Exercise data:
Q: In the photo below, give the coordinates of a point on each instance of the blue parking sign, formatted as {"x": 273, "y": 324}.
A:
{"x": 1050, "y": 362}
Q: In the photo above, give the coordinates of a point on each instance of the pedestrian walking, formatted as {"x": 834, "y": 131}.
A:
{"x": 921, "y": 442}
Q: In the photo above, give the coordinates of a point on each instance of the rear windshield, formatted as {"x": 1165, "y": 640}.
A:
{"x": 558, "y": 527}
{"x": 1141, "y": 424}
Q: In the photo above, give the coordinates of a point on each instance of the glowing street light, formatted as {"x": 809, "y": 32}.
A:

What to produce:
Wherever the word "each" appears in the listing, copy the line that holds it.

Solved problem:
Q: In the photo below, give the coordinates of a point on each instance of the blue parking sign, formatted as {"x": 273, "y": 324}.
Q: In the photo above, give the coordinates of a point on each instance of the pedestrian walking, formatted as {"x": 834, "y": 131}.
Q: In the photo above, give the coordinates of a point on each instance of the rear windshield, formatted as {"x": 1165, "y": 640}.
Q: In the photo above, give the coordinates of a point on each instance of the glowing street light, formatted as {"x": 809, "y": 32}.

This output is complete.